Bagian Latihan:
1. Menurut teks sumber, untuk siapa sebagian besar waktu penulisnya digunakan?
2. Terjemahkan kalimat dari teks sumber ini ke dalam bahasa Inggris: "Sebagian besar waktu saya justru untuk orang lain dan lembaga yang saya dampingi."

Teks Sumber:
Penulis: Ning Evi Ghozaly
“Engkau yang terus tumbuh berpikirlah tentang rubuh. Engkau yang terus terbang berpikirlah tentang hinggap. Engkau yang terus menyelam berpikirlah tentang rembulan”.
“Berpikirlah pada hal-hal di luar apa pun yang sedang jadi fakta”.
Dhawuh Bapak Triyanto Triwikromo – 23.10.2017 –
::
Saya menggenggam erat beberapa nasehat dari para guru kehidupan sejak dulu, meski banyak yang baru saya pahami sekian tahun kemudian. Nasehat yang kadang terlihat jauh, tapi sesungguhnya sangat dekat dengan urip kita.
Ngendikan di atas, membuat saya berusaha menikmati semua yang sedang saya alami, tapi tidak terlalu berambisi dalam mengejar impian pribadi. Semangat, tapi tidak ngoyo. Sebagian besar waktu saya justru untuk orang lain dan lembaga yang saya dampingi. Para pengasuh dan pengurus pesantren hapal jadwal saya membuka group masing-masing dan merespon WA penting.
Hanya sekian persen dari pendapatan saya yang tercup untuk kebutuhan pribadi. Saya, untuk apa sih? Paling makan, sesekali beli baju murah dan nonton. Pengeluaran terbesar justru untuk yang bukan kebutuhan pribadi. Termasuk untuk membantu a, b, c dan menabung. Kalau menabung, memang harus ya.
Dengan pola begitu selama bertahun-tahun, saya sudah geer telah menjadi anak yang melaksanakan amanah kedua orang tua. Ternyata tidak. Belum.

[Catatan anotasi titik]

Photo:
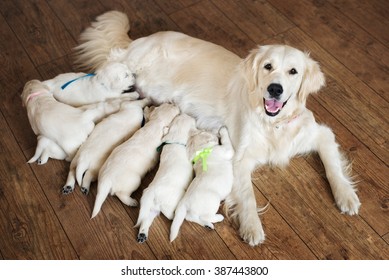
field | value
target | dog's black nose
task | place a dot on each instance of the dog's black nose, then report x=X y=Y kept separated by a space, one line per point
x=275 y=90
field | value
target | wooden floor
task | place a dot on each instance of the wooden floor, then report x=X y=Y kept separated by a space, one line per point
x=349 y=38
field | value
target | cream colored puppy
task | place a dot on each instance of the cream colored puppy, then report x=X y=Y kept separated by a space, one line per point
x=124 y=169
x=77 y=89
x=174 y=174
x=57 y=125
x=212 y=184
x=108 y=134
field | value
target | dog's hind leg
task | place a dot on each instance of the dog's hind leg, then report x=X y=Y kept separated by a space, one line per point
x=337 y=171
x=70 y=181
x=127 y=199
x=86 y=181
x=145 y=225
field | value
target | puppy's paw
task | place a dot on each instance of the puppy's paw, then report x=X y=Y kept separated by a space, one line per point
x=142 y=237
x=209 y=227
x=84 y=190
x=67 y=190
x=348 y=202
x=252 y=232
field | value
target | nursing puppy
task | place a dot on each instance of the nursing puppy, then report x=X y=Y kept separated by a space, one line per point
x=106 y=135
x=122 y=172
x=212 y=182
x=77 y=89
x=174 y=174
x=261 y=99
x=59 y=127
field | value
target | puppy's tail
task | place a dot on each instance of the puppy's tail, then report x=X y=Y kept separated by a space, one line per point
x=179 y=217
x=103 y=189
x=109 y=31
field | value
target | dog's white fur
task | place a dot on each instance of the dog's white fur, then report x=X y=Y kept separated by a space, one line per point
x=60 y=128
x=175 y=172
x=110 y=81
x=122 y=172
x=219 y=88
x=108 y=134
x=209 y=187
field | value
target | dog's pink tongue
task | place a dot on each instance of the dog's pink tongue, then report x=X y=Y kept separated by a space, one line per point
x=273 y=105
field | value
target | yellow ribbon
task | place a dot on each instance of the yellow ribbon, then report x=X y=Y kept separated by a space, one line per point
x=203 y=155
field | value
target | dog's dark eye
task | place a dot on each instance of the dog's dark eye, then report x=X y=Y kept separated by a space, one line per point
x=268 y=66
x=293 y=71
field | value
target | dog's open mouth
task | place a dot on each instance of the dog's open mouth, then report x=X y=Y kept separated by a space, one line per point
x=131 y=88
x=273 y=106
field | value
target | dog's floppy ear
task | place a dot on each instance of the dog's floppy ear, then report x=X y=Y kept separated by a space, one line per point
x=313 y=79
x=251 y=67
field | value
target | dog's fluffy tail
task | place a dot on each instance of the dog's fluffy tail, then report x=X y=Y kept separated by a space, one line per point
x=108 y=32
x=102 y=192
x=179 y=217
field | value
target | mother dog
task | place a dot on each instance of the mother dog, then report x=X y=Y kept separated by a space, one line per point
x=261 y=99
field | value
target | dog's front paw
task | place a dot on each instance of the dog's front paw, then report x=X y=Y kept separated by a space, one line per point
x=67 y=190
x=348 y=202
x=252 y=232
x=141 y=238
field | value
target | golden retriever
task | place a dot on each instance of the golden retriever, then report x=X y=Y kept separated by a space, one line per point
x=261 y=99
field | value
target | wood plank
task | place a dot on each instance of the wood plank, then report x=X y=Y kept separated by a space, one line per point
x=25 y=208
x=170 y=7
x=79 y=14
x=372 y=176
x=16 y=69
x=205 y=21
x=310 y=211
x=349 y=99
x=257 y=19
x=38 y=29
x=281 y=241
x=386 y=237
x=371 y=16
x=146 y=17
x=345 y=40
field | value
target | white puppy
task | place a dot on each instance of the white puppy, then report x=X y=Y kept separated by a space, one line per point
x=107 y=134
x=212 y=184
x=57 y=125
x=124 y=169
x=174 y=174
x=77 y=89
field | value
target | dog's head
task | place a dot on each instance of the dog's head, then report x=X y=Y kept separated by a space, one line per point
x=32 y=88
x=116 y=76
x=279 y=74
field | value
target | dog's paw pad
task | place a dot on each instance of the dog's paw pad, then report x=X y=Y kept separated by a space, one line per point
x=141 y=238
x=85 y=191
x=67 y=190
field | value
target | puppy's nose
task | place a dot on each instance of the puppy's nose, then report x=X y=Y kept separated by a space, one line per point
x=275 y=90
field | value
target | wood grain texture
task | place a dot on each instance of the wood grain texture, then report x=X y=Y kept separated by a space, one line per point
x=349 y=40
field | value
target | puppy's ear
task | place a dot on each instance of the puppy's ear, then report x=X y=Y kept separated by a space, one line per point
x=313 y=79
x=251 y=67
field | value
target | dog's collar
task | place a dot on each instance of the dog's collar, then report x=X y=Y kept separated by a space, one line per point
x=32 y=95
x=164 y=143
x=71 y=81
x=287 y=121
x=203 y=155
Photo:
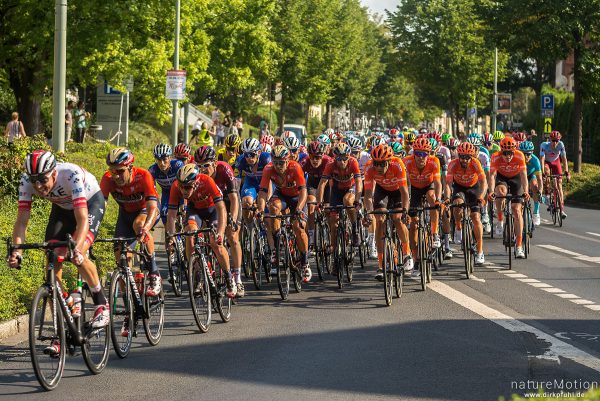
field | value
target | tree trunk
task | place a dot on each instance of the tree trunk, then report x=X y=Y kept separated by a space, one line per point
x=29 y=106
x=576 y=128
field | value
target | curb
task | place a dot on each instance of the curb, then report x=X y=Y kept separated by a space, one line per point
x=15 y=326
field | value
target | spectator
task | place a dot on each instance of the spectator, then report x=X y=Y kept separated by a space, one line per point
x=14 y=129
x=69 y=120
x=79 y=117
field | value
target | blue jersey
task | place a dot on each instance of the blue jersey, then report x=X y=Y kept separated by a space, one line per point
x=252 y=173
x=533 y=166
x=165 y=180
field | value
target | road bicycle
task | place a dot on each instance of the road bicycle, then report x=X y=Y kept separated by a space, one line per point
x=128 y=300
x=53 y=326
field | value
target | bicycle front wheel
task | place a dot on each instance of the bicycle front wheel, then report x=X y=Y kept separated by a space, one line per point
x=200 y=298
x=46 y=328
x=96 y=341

Jawaban Soal:
1. Untuk orang lain dan lembaga yang ia dampingi.

2. Most of my time actually goes to other people and the institutions I support.